**Excerpt provided**
+++++

Air pressurized water (APW) extinguishers are a type of fire extinguisher that use ordinary water (H_{2}O) to suppress fire. The water is propelled by ordinary air (atmosphere), pressurized in the extinguisher. They are also known by the slang term water can. Although only effective on Class A fires, they have the advantages of being inexpensive to build and maintain, and leaving no special chemical residue when used.

== Construction ==

A standard APW extinguisher in the United States contains 2.5 USgal of water in a stainless steel tank. The water is discharged by means of a 1/2 in hose, with a smooth-bore nozzle attached to the tip. They will initially produce a 40-50 ft stream of water, with a discharge time of about 50 seconds.

APW extinguishers are easily refilled by unscrewing the top and filling the cylinder with water about three-quarters of the way up. The top is then screwed back on, and the unit is pressurized with an air compressor via the Schrader valve located on the back of the main valve body.

== Conversion to foam ==
APW extinguishers are commonly converted into makeshift CAFS extinguishers by drilling two 1/16–1/8 in holes in the pickup tube. The unit is then filled with 1.5 USgal of water and Class A foam, aqueous film forming foam (AFFF), film-forming fluoroprotein (FFFP) or commercial detergent is added to the water in a 1% ratio for class A fires and a 3–6% ratio for Class B fires. Typically, the tip of the smooth-bore application nozzle is then cut off to allow the foam to properly expand. Keeping the nozzle will result in wetter foam and longer range. Cutting the nozzle will result in an expanded, dry foam but will lack the range of the standard water nozzle. Water extinguishers can also be fitted with air aspirators when used with foam (commonly used on AFFF and FFFP foam extinguishers) which will result in a more expanded foam but will lack the durability or heat resistance of compressed air foam.

+++++

**Supplied entries**
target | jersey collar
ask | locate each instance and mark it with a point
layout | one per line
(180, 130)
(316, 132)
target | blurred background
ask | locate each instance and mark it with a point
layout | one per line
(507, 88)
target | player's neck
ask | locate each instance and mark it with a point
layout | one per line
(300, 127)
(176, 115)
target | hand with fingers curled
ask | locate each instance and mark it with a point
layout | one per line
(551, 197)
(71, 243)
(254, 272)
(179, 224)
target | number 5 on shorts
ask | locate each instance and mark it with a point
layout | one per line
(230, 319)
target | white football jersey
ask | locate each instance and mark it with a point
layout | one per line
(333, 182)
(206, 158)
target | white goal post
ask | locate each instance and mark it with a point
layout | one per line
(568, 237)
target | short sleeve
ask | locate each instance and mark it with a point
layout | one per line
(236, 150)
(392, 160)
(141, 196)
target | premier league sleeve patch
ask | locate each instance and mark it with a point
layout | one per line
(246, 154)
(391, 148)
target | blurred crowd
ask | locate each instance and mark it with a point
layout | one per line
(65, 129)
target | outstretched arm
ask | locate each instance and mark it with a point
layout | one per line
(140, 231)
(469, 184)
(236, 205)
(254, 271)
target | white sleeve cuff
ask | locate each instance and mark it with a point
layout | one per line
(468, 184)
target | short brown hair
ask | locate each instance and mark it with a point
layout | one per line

+++++

Decide whether each statement agrees with the text on air pressurized water extinguishers. Answer yes or no for each, and quote the words of the text that decide it.
(a) A standard APW extinguisher in the United States holds 2.5 gallons of water in a stainless steel tank.
(b) To refill an APW extinguisher, the cylinder is filled with water all the way to the top.
(c) After conversion to foam, keeping the smooth-bore nozzle produces a drier foam.

(a) Yes: "A standard APW extinguisher in the United States contains 2.5 USgal of water in a stainless steel tank."
(b) No: "filling the cylinder with water about three-quarters of the way up"
(c) No: "Keeping the nozzle will result in wetter foam and longer range."